- [Article]
━━━━━━━━━━
Monica does NOT receive a rose at the ceremony.  Here's my take:  Nicki shouldn't have gotten one, the spark is only a small ash in that relationshp.  Emily got lucky and has a chance to redeem herself.  Monica's departure is not a surprise.  I don't think she was terribly upset, and will likely be calling Blakely when the show is over.  Jamie also is dangerously flying low. 

Front Runners:  Kacie B, Jennifer, Lindzi

Sleeper:  Elyse

They should film the Bachelor in Utah for every episode....the state of Utah is like the tv show, only in real life - one man has multiple women all clamering for him.  Ben should stay in Utah, and just pick several of them right now, marry them all, and be done with it! 

XOXO

Bachelor Wizard

Monday, January 16, 2012

Love you Shawty

We're back boys and girls.  Valentine's day is quickly approaching, which always draws me to this blog.  Love is in the air, birds are chirping, buns are in the oven (Lord help me).  Let's get after it:

First date - Emily...golden gate bridge date.  big whoop...cry me a river about heights.  ben slobbers while kissing.  I semi-like Emily, although she looks just like Kendra (Hugh Hefner's Kendra).  Little heavy on the makeup, so we need to get an all natural look before we can make a solid decision.
━━━━━━━━━━
- [Information provided]
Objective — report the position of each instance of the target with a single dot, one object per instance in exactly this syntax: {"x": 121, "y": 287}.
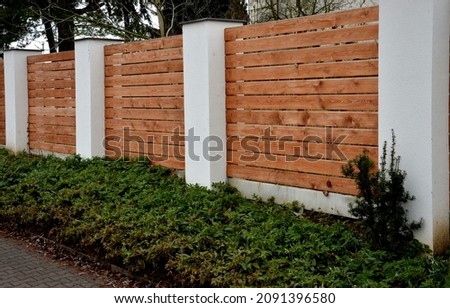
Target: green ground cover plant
{"x": 147, "y": 220}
━━━━━━━━━━
- [Request] Rewrite the part of the blog post that starts at "They should film" and ends after "a solid decision.", switching "Utah" to "Nevada" throughout. The data above comes from a separate source.

- [Exercise output]
They should film the Bachelor in Nevada for every episode....the state of Nevada is like the tv show, only in real life - one man has multiple women all clamering for him.  Ben should stay in Nevada, and just pick several of them right now, marry them all, and be done with it! 

XOXO

Bachelor Wizard

Monday, January 16, 2012

Love you Shawty

We're back boys and girls.  Valentine's day is quickly approaching, which always draws me to this blog.  Love is in the air, birds are chirping, buns are in the oven (Lord help me).  Let's get after it:

First date - Emily...golden gate bridge date.  big whoop...cry me a river about heights.  ben slobbers while kissing.  I semi-like Emily, although she looks just like Kendra (Hugh Hefner's Kendra).  Little heavy on the makeup, so we need to get an all natural look before we can make a solid decision.